↓↓↓

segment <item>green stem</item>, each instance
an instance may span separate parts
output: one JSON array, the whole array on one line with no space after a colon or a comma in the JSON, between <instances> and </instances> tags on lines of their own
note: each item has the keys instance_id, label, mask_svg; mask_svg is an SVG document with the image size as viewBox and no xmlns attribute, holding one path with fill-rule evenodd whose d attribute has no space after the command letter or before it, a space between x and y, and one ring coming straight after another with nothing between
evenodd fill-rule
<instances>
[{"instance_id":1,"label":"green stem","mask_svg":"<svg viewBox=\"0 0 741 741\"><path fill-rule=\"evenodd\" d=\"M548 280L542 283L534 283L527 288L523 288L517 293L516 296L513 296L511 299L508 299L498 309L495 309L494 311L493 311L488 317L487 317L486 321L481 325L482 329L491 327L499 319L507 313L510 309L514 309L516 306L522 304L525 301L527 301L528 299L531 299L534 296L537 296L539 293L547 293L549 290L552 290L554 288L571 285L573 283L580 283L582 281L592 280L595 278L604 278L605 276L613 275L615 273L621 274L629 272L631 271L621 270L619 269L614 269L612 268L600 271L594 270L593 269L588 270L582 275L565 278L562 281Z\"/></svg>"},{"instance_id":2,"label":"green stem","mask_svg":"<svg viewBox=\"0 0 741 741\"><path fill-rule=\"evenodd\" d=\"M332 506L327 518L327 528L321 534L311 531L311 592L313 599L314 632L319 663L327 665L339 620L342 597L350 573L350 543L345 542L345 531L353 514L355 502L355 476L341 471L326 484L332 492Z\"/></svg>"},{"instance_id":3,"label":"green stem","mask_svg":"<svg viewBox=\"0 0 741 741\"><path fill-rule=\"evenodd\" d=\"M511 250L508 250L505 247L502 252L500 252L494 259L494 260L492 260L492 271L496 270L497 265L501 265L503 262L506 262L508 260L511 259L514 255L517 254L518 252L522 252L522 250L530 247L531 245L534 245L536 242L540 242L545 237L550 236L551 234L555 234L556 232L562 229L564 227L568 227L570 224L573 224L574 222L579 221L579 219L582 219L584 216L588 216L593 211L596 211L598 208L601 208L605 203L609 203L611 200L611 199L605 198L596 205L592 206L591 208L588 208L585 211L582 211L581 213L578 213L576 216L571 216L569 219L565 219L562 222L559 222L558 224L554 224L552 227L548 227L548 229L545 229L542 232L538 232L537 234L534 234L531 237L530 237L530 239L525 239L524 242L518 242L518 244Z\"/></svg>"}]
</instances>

↑↑↑
↓↓↓

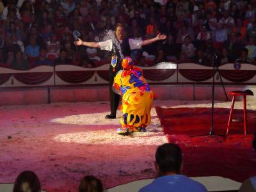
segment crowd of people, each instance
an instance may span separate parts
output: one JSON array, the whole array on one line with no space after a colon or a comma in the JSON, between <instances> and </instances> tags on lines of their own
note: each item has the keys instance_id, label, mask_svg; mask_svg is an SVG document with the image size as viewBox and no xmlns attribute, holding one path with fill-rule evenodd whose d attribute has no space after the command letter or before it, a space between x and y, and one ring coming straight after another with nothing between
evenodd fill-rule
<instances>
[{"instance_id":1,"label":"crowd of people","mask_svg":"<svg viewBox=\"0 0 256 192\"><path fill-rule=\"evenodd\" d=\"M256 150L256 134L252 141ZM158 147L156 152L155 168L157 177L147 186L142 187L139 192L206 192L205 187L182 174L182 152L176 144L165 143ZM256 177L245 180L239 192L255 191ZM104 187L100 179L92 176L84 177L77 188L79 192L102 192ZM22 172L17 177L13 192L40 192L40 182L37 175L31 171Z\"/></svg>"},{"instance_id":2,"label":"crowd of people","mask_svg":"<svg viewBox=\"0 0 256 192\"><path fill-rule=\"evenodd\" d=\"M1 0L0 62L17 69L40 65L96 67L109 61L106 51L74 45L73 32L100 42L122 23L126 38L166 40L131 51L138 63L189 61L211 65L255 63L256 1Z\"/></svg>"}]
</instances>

↑↑↑
↓↓↓

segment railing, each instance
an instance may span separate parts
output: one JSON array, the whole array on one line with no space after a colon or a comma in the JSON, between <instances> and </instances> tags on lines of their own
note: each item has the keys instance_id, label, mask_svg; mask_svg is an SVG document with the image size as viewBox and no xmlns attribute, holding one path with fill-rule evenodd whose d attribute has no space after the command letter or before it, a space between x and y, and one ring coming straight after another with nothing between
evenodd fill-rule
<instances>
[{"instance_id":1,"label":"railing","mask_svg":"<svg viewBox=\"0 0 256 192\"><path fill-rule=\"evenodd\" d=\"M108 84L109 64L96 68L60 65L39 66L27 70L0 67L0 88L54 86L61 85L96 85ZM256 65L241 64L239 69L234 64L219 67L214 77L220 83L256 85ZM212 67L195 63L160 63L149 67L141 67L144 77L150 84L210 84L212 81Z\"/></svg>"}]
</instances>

↑↑↑

• _Written problem_: Report every line in the rows above that holds the word "segment". Copy each such line in full.

• _Response below_:
segment <item>green stem</item>, each instance
segment crowd of people, each instance
segment railing, each instance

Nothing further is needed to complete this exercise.